──────── Reading passage

Hardware acceleration in the Age of Functions (vol II)

In our previous post we spoke about the potential solutions for deploying serverless offerings with hardware acceleration support. With the increasing adoption of the serverless and FaaS paradigms, providers will need to offer some form of hardware acceleration semantics.

For some time now, Amazon has identified this as a “compelling use case” for their AWS Firecracker hypervisor which powers the Amazon Lambda service. What is more, they identify traditional techniques for GPU support in VMs such as GPU passthrough comes with limitations and significantly increases the attack surface of the hypervisor.

As an alternative to passing through the accelerator device inside the guest, paravirtual interfaces can expose hardware acceleration capabilities inside the VM with minimal overhead and offering a simple user interface for offloading code to the host for acceleration.

In fact, such interfaces already exist. virtio-crypto is an example, where the guest VM uses a simple crypto API while the actual computation is offloaded, through the paravirtual driver, to the host.

────────────────

Continue the piece on hardware acceleration for serverless functions, picking up right after its final sentence.

──────── Data

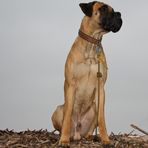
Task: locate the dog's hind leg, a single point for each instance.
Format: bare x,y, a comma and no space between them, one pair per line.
57,118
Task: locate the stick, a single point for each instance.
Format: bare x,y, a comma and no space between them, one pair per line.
139,129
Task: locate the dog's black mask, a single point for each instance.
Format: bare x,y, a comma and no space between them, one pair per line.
110,21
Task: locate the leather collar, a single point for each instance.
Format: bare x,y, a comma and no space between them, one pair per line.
89,38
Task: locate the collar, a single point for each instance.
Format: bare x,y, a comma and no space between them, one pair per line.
89,38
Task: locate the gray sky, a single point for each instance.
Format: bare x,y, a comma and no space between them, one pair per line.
35,38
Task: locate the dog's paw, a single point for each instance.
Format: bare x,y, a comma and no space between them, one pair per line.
64,144
106,141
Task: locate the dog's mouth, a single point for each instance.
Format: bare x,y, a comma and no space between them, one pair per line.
110,21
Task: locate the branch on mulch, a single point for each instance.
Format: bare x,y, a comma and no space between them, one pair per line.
45,139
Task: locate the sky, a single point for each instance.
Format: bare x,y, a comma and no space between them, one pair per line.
35,38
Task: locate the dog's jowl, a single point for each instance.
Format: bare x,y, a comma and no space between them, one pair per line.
83,111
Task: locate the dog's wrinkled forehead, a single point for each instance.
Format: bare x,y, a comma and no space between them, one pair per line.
98,5
89,8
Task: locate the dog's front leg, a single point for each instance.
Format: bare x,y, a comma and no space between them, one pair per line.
68,107
101,116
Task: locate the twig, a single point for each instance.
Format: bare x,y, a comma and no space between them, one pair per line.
139,129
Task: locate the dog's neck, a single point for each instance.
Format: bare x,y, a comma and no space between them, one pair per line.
91,28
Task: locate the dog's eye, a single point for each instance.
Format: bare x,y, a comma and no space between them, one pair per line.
103,9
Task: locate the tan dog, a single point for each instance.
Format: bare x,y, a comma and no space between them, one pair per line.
81,114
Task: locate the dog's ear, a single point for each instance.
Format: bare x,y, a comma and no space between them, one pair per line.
87,8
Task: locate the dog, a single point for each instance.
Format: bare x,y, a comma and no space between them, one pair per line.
82,111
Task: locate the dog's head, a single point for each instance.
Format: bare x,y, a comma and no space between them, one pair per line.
103,14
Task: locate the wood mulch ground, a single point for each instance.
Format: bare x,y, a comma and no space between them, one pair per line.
45,139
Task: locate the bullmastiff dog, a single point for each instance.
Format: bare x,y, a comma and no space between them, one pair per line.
81,113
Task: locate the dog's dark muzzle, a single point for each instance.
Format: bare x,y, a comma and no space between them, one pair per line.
112,22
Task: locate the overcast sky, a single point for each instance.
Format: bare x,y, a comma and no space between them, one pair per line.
35,38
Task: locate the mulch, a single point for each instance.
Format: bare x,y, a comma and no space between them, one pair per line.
44,139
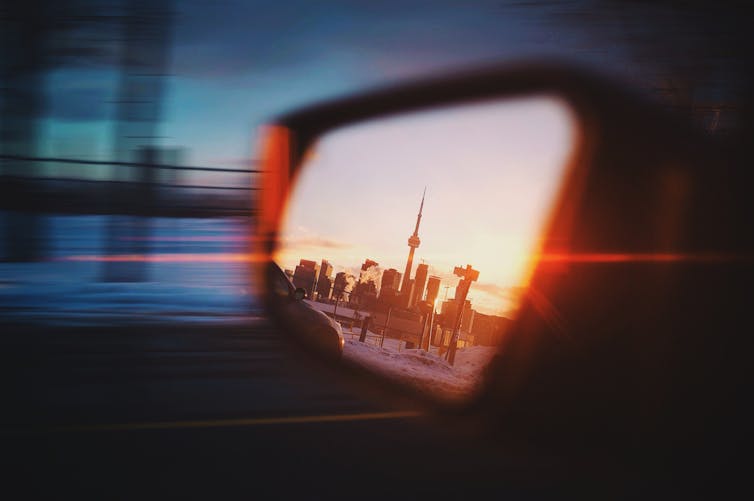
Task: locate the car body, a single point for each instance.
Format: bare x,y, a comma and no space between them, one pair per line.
306,325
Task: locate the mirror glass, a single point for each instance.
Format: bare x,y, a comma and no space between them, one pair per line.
416,233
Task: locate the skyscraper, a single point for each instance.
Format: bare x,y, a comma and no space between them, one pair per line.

────────────────

• **The result**:
We believe that the same paradigm can be applied to any kind of computation that can benefit from acceleration. Whether that is crypto operations, Machine Learning or linear algebra operators, the workflow from the point of view of the developer these days is the same; You will use a framework such as cryptodev, Jetson Inference or the BLAS library, to write your applications and you will not deal with the low-level complexities of the actual accelerator. Moreover, that workflow should not be different whether your application runs on baremetal or inside a VM.

In the rest of this post we present vAccel, an acceleration framework that enables portable and hardware agnostic acceleration for cloud and edge applications.

vAccel design Link to heading

In simple terms, vAccel is an acceleration API. It offers support for a set of operators that commonly use hardware acceleration to increase performance, such as machine learning and linear algebra operators.

The API is implemented by VaccelRT a thin and efficient runtime system that links against the user application and is responsible for dispatching operations to the relevant hardware accelerators. The interaction with the hardware itself is mediated by plugins which implement the API for the specific hardware accelerator.

This design is driven by our requirements for high degree of portability, an application that consumes the vAccel API can run without modification or even re-compilation to any platform for which there is suitable back-end plugin.

In fact, this opens up the way to enable the vAccel API inside a VM guest. The missing bits are a virtio driver that implements the vAccel API and a backend plugin that speaks with the virtio device. Once you have this components in place, you can run your existing vAccel application inside a VM, just by using the virtio-plugin at runtime.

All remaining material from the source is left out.